→ **Required action A**
Using the text on the National Intelligence Estimate, decide whether each statement below agrees with it. Give yes or no for each, with the deciding words from the text quoted exactly.
(i) The version of the NIE that the White House released in July 2003 was eight pages long.
(ii) The CIA released its 28-page unclassified presentation in October 2003.
(iii) Of the 93 pages provided in the 2004 declassified version, only 14 contained text.
→ **Required action B**
Continue the text on the National Intelligence Estimate from the point where it stops.

→ **Provided text**
========

Although Fitzgerald also noted that during the same July 2003 campaign to discredit Wilson, Libby also discussed the “key judgments” of the NIE with Miller and then-Time magazine White House correspondent Matthew Cooper, this did not constitute disclosure of “most” of the document either. On July 18, 2003, the Bush administration declassified and released additional portions of the NIE, which included the “key judgments” and the INR's claim that reports of an Iraq-Niger uranium deal were “highly dubious.” But as the Associated Press noted on July 21, 2003, the original, classified NIE was a 90-page document. The version released by the White House in July 2003 -- which included the key judgments -- was a mere eight pages long.

Moreover, neither of two other publicly released versions of the NIE contained “most” of the original document's contents. As George Washington University's National Security Archive noted, the CIA released a 28-page unclassified presentation on Iraq's purported weapons of mass destruction programs -- containing portions of the NIE -- in October 2002. On July 1, 2004, the CIA also declassified a heavily redacted version of the NIE in response to a Freedom of Information Act request by the National Security Archive. But in a July 9, 2004, response, the National Security Archive noted that the document “consist[ed] almost entirely of whited-out pages. Only 14 of the 93 pages provided actually contained text, and all of the text except for the two title pages and the two pages listing National Intelligence Council members had previously been released [by the Bush administration] in July 2003.”

From the April 23 edition of Fox Broadcasting Co.'s Fox News Sunday:

WALLACE: Bill, let me ask you about this, because some -- after this dismissal, some former CIA officials were drawing a parallel between what Mary McCarthy allegedly did in leaking this story about the overseas prisons and what President Bush did in authorizing disclosure of the National Intelligence Estimate.

And you heard Congresswoman [Jane] Harman [D-CA] today say, yeah, she thinks that there's a big comparison. What do you make of that?

KRISTOL: I think any administration, any CIA director, would have fired someone who was discovered to have leaked something this major, this sensitive, and this classified. There's no comparison at all.

========

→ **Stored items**
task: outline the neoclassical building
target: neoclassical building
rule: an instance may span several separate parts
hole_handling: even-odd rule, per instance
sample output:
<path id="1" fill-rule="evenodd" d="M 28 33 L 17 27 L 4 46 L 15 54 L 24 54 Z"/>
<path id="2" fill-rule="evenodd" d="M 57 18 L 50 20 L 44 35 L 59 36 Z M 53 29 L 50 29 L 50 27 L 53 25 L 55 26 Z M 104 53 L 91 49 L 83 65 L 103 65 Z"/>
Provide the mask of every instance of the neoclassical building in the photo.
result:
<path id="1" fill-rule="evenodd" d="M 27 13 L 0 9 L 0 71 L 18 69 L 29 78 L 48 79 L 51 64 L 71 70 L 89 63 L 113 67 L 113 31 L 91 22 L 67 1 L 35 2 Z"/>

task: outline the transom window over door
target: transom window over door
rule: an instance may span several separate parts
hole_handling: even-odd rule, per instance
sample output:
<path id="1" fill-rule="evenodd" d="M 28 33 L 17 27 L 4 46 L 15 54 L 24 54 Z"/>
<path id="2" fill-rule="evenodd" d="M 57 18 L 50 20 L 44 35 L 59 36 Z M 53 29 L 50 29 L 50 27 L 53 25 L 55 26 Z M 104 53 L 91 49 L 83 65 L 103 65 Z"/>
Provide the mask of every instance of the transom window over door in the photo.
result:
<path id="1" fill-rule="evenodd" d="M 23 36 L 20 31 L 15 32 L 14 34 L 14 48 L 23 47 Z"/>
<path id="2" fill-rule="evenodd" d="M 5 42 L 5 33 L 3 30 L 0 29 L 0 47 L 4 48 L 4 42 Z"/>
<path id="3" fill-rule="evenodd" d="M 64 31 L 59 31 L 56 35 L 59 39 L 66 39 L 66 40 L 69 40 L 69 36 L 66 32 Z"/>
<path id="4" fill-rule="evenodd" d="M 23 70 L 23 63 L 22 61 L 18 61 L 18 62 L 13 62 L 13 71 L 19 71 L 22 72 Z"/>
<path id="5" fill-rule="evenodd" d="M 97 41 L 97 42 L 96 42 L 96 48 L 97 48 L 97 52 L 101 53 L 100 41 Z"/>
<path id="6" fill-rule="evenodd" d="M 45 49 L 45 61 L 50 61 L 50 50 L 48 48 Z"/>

========

→ **Answer space A**
(i) Yes: "was a mere eight pages long."
(ii) No: "in October 2002."
(iii) Yes: "Only 14 of the 93 pages provided actually contained text"

→ **Answer space B**
Obviously, the president declassified most of the National Intelligence Estimates, as the media wanted him to, as he was entitled to, which was a retrospective look at Saddam's weapons programs or lack thereof.

This was leaking contemporaneous information about an ongoing secret program in the United States government. There's no parallel at all. There's no parallel at all with what Scooter Libby's alleged to have done, incidentally, which was all about past stuff about what the CIA said two years before about Saddam Hussein, and this leak.

So for me, it's -- obviously, she should just be fired. They'll have to decide whether there's a criminal offense here. But I think the president right now should say -- I mean, what it shows is how -- what a nucleus of people there were in the CIA and elsewhere in the U.S. government who are hostile to Bush, [2004 presidential candidate Sen. John F.] Kerry [D-MA] contributors, as this woman Mary McCarthy was, and a Democratic National Committee contributor in 2004, close friend of Rand Beers, who left the NSC [National Security Council] to work for Kerry, and [former White House counterterrorism czar] Richard Clarke, who wrote that book during the campaigns that denounced Bush.

There were a bunch of people in the CIA who were out to get the Bush administration, and a lot of the leaks over the last two or three years come from that group of people, I suspect, directly or indirectly, and the Bush administration's had a tough time dealing with that.